▶ **DATASET**
____________

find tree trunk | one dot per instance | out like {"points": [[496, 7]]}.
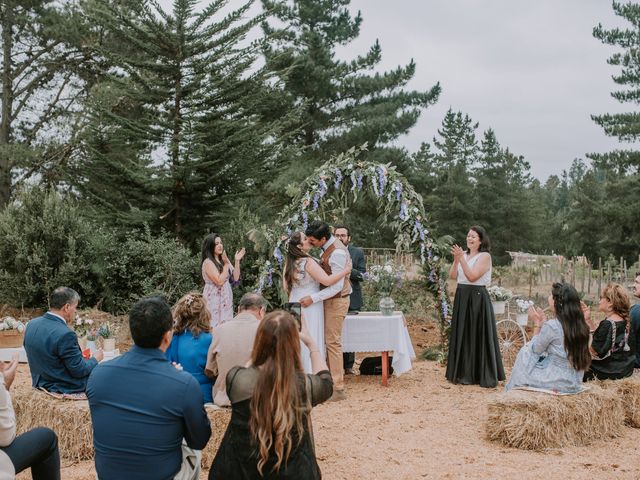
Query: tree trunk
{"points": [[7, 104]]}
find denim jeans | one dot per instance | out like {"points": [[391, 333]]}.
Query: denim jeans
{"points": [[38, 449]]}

____________

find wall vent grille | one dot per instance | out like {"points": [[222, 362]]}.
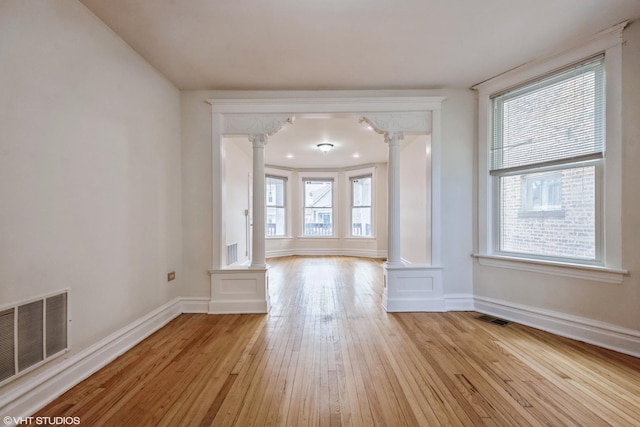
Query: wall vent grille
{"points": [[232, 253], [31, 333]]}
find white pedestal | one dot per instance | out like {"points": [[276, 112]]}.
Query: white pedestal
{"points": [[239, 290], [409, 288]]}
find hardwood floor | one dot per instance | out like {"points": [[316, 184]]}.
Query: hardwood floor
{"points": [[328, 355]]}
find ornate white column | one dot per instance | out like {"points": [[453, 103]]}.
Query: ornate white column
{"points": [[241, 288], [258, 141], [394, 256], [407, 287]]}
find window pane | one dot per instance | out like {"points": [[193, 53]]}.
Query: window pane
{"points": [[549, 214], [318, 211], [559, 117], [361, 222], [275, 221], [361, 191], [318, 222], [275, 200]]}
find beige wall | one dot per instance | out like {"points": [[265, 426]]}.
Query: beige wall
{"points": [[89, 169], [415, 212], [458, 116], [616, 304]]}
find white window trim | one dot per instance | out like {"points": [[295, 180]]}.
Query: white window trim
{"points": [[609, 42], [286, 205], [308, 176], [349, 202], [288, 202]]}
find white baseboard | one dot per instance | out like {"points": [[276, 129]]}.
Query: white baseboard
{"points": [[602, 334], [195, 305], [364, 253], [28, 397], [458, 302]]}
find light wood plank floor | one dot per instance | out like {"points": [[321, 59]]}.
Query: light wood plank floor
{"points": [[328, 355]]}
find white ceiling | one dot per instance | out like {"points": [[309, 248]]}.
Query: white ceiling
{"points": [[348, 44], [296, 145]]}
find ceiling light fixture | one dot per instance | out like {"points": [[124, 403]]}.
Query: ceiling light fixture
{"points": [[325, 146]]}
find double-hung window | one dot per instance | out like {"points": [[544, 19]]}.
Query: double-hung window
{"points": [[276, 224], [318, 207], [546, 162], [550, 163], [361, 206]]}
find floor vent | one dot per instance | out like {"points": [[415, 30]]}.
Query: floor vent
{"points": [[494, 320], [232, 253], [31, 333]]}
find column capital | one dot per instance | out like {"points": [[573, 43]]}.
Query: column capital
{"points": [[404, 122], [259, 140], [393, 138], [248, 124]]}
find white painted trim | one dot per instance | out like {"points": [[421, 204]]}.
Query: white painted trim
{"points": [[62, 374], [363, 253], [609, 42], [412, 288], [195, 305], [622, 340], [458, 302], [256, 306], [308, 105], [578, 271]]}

____________

Gather every line in the items above that contains the string "white", and treat uppercase and lowercase letters as distinct.

▶ **EXPECTED ANSWER**
find white pedestal | one dot per instance | out like {"points": [[276, 112]]}.
Query: white pedestal
find ornate white column | one dot per instance | out like {"points": [[453, 103]]}.
Query: ornate white column
find white window trim | one dot per instance | out like {"points": [[295, 180]]}.
Query: white window trim
find white baseboard | one dot per instance | out like {"points": [[276, 129]]}.
Query: white baseboard
find white ceiling | one dot per instance | out like {"points": [[309, 248]]}.
Query: white ceiling
find white painted trim | one dot per instance | out like {"points": [[421, 204]]}.
Query: white painted trim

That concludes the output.